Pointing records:
________________
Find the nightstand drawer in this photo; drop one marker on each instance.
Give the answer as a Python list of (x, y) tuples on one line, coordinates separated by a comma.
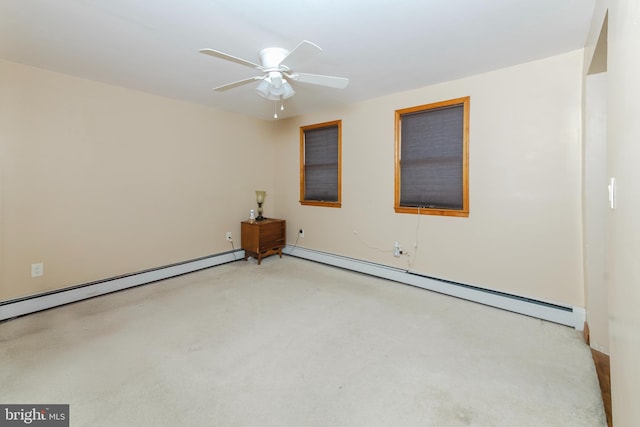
[(263, 238)]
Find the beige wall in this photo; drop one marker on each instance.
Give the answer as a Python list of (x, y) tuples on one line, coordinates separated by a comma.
[(623, 152), (98, 181), (523, 235), (595, 210)]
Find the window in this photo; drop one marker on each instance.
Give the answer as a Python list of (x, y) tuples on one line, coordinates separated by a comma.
[(320, 164), (432, 159)]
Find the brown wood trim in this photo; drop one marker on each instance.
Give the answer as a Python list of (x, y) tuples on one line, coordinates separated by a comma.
[(464, 212), (603, 369)]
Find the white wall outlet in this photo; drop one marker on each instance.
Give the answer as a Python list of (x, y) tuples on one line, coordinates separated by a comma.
[(37, 269)]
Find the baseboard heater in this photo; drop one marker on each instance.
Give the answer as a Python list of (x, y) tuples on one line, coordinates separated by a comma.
[(33, 303), (557, 313)]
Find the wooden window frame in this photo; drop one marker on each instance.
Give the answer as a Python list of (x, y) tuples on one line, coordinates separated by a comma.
[(464, 212), (303, 129)]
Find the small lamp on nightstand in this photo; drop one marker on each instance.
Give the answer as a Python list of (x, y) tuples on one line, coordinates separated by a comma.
[(260, 199)]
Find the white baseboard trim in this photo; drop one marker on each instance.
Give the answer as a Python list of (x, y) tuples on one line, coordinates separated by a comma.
[(557, 313), (31, 304)]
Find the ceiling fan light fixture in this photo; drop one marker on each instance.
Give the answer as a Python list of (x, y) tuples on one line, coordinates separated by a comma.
[(263, 88)]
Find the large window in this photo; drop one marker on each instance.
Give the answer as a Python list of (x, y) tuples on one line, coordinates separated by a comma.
[(320, 164), (432, 159)]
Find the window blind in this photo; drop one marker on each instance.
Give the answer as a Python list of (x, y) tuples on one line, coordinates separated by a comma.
[(321, 164), (431, 158)]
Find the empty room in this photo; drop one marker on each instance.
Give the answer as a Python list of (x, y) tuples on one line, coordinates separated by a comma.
[(414, 213)]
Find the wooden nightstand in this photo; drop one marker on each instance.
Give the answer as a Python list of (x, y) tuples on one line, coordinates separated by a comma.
[(263, 238)]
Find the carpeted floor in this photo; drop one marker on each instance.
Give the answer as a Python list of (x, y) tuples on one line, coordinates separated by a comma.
[(295, 343)]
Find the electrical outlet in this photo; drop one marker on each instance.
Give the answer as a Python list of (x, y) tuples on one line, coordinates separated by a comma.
[(37, 269)]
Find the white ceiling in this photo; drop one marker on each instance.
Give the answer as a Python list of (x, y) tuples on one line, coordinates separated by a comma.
[(381, 46)]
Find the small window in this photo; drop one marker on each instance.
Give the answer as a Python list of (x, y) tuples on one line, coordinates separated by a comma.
[(432, 159), (320, 164)]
________________
### Prompt
Reproduce the data above in full, exactly as it is, with the pictures left out.

### Complete answer
Find the nightstand drawer in this photo; drop one marker on each instance.
Give the answer as a Python list of (x, y) tuples on one line, coordinates separated by a comma.
[(263, 238)]
Find the beige wall in this photo; drop one marker on each instance.
Give the answer as a Python list of (x, y) tuples on one line, coordinates separated by a comma.
[(623, 152), (98, 181), (523, 235), (595, 210)]
Find the window in this photo; drop one marker on each instance.
Give the answer as a Python list of (x, y) tuples on one line, coordinates separated by a comma.
[(320, 164), (432, 159)]
Find the brown wood trim in this photo; drop one marker on each instance.
Give the answer as a Python list of (x, y) tuples on one line, coordinates separated by a comma.
[(464, 212), (603, 369)]
Find the white wall outlet in this photo; drop one marker on each instance.
Give the answer as a Python list of (x, y) tuples on one line, coordinates separated by a comma.
[(37, 269)]
Find the baseboard heater in this photo; drop one marker on each instance.
Give the answer as a Python list of (x, y) tuples on one line, coordinates separated by a comma.
[(33, 303), (557, 313)]
Find the wooden window frame in this photo; drop one marker on each instance.
Give the answer as a Python list of (x, y) tuples on one line, coordinates separated by a comma.
[(464, 212), (303, 129)]
Find the small lamp on nightstand in this photo; drop one marker on each instance.
Give the answer as a Python list of (x, y) tuples on one line, coordinates separated by a comma.
[(260, 199)]
Find the white baseboard trim in this photo; drop one marker on each instance.
Give the answer as a Python list of (x, y) tuples on one line, coordinates separated by a comma.
[(557, 313), (31, 304)]
Find the ceiling fan light fixture in this photo; drop one marker on each instance.
Give the answer as a Python list of (x, y) tuples on one line, coordinates separated by a comma.
[(263, 88)]
Find the large window in this photo; drop one marker on each instance.
Give the answer as a Python list of (x, y) tuples on one line, coordinates separated by a comma.
[(320, 164), (432, 159)]
Find the window blind in this photo; drop one marker on each instance.
Give the answer as a Python list of (x, y) tuples on one line, coordinates separated by a comma.
[(321, 164), (431, 158)]
Find the empty room in this photo; drop one marker on each instance.
Give the answer as a Python list of (x, y) tuples on one line, coordinates separated by a comma.
[(414, 213)]
Find the wooden nightstand in this photo; drop one marker on each instance.
Give the answer as a Python list of (x, y) tuples on one line, coordinates separated by a comma.
[(263, 238)]
Find the carpeted floor in this photo; drop one marker on each instance.
Give the answer as a Python list of (x, y) tuples on one line, coordinates separated by a comma.
[(295, 343)]
Find the electrical outlet in this photo; drop one marker on each instance.
Give the answer as a Python list of (x, y) tuples on one line, coordinates separated by a comma.
[(37, 269)]
Find the white ceiling in this photo; drop one marker on each instance.
Give the answer as a Python list of (x, y) tuples on one line, coordinates separated by a comma.
[(381, 46)]
Find the small window in this photo; drop one marker on each instance.
Give the answer as a Python list of (x, y) tuples on one line, coordinates separated by a comma.
[(432, 159), (320, 164)]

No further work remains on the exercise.